• To do:
1. Return the part of the student profiles from "Saemi is a third-year" up to and including "and epistemic ones.", copied word for word.
2. Carry the student profiles on from the point where they stop.

Vicky is a second year graduate student in the Psychometrics and Quantitative Psychology program. Her primary research interests are in decision making and judgement under uncertainty, decision trees, applied statistics, cognitive technologies, and data mining. She is currently doing research in evaluating and developing probability-based selection models for high-stakes decision making. Vicky graduated with a BS from Rensselaer Polytechnic Institute.

Yuyu Fan

Yuyu Fan

Yuyu is a third-year student in Psychometrics and Quantitative Psychology. Her research interests lie in model construction and test evaluation. She is currently doing research in the field of decisions and choices, and focusing on modeling people's preferences in multi-stage lotteries. She also does research in educational testing, which uses Hidden Markov Models for the purpose of quality control. Her master thesis studied the measurement invariance of latent factors and the moderated mediation relationship between them using multi-group Structural equation modeling. She also did cross-culture reliability and validation studies of personality assessment scales using factor analysis and IRT. She has experience in experimental design, multivariate analysis, HLM, SEM, and data mining, and she applies different tools and programming languages (R, SAS, SPSS, Mplus, Python, Z-tree, etc.) to design experiments and conduct data analysis.

Saemi Park

Saemi is a third-year graduate student in the Psychometrics and Quantitative Psychology program. Her main interest is to understand overconfidence in probability interval judgements and to reduce the bias with the approach of 'Wisdom of Crowds'. She is now investigating the effect of WoC on two sources of uncertainty, aleatory and epistemic ones.

• Recorded data:
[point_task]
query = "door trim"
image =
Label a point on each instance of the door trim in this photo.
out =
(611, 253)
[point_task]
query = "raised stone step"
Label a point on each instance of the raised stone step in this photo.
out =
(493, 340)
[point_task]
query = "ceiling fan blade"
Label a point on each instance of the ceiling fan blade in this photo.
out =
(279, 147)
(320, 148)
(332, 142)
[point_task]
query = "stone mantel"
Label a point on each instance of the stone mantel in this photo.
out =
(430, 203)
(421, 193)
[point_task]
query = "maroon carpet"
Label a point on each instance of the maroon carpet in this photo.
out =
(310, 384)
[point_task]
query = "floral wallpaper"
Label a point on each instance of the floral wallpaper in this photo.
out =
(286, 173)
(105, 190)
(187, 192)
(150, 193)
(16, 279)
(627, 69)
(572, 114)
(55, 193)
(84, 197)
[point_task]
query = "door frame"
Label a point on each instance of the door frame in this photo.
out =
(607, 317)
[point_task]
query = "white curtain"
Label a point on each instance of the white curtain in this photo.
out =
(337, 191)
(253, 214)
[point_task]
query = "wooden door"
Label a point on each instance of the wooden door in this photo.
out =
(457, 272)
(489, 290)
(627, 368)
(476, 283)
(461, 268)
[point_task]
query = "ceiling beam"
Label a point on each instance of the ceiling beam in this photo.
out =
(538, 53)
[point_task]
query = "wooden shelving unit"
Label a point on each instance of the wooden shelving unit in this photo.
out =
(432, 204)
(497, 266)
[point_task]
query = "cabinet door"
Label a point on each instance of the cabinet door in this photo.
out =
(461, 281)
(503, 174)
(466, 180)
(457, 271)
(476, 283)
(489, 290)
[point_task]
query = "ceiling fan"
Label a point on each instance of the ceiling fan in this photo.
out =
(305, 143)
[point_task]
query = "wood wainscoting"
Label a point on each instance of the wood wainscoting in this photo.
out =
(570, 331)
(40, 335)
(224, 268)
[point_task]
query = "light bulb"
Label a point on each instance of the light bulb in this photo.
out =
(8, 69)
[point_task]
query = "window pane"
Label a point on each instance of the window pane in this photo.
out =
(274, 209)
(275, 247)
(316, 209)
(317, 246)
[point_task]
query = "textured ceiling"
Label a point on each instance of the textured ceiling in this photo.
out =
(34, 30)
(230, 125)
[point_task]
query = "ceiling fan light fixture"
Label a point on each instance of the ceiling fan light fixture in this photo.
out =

• Per-task outputs:
1.
Saemi is a third-year graduate student in the Psychometrics and Quantitative Psychology program. Her main interest is to understand overconfidence in probability interval judgements and to reduce the bias with the approach of 'Wisdom of Crowds'. She is now investigating the effect of WoC on two sources of uncertainty, aleatory and epistemic ones.

2.
Emily H Ho

Emily is a 4th year doctoral student in the Psychometrics & Quantitative Psychology program. Her current work at the JDM Lab include decision making under uncertainty in a public policy context and the derivation of distance measures between nonparametric distributions with various properties. Her secondary research interest is in psychometric analysis. Completed and in progress projects include: psychometric evaluation of a clinical trauma questionnaire (Rasmussen, Verkuilen, Ho, and Fan, 2015), robust estimation of reliability in small samples, and examination of vertical scale drift on repetitious horizontal equating. Emily graduated with a BA in Psychology (minors in Business & Creative Writing, cum laude) from New York University (2012) as a Trustees Scholar, and is a Psychometrics Intern at the College Board for the academic years 2014-2016.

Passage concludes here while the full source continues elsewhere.